(Your goal) From the line that contains "[spot] the window frame, one" to the last line of the records below, copy everything exactly, both ends included.

=== Section Start ===

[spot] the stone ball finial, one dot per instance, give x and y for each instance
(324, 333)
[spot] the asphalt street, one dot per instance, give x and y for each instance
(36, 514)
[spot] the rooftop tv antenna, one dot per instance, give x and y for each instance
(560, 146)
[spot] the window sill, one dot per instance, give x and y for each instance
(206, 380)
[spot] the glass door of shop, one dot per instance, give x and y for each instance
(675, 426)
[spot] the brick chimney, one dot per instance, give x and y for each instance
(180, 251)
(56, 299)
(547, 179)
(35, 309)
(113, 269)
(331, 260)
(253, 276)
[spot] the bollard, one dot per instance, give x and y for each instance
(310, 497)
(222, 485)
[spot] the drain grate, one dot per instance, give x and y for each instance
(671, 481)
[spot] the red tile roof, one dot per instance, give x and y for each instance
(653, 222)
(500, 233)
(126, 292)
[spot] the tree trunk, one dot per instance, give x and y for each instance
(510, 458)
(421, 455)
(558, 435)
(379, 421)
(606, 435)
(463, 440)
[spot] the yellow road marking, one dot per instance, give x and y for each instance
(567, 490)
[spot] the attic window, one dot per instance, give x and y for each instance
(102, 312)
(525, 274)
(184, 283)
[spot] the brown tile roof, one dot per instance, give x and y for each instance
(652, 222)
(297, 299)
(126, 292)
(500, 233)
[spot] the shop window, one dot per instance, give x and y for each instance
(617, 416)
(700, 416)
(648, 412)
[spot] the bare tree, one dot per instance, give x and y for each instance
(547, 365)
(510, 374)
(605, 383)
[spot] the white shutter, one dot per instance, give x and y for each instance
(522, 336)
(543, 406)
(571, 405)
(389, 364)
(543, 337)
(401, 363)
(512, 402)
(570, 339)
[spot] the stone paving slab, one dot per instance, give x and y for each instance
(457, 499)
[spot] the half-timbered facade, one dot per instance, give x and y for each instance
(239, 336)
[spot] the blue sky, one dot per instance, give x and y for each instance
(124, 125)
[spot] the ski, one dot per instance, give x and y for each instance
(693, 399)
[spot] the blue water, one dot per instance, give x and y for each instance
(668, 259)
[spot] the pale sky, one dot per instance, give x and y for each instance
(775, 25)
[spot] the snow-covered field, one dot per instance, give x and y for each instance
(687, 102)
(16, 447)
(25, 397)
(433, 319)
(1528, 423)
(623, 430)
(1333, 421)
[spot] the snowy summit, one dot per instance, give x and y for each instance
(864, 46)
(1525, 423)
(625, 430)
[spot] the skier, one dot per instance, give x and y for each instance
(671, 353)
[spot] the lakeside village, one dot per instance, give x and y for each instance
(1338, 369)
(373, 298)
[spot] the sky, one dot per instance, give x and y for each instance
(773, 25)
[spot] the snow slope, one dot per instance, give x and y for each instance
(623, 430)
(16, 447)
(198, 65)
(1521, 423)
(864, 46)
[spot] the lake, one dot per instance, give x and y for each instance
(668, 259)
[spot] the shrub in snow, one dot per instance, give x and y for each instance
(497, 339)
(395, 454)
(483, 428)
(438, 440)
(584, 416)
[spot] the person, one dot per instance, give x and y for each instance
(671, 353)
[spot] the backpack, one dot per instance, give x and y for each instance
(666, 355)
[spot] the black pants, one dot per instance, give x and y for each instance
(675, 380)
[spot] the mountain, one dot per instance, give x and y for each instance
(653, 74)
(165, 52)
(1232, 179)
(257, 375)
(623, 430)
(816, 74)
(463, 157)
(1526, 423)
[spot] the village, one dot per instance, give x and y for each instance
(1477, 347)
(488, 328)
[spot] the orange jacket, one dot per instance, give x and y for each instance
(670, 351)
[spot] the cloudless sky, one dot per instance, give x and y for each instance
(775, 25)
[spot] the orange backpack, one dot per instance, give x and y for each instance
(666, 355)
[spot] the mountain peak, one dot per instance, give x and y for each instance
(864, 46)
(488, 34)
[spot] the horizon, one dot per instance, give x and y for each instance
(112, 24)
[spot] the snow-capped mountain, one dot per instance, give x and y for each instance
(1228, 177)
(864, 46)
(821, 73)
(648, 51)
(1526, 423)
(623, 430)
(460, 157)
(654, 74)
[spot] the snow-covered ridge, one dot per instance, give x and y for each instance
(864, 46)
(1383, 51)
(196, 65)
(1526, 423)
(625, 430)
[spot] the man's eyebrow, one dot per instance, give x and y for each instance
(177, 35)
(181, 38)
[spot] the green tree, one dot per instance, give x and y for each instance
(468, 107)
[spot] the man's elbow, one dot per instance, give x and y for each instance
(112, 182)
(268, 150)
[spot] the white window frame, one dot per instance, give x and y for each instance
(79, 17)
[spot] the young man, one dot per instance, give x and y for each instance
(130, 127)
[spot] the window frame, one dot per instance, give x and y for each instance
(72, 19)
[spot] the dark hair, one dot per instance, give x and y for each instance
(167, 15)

=== Section End ===

(Result for this task)
[spot] the window frame, one dot per instance, give x and y for each instance
(72, 19)
[spot] the dark hair, one dot per instance, give x and y for each instance
(167, 15)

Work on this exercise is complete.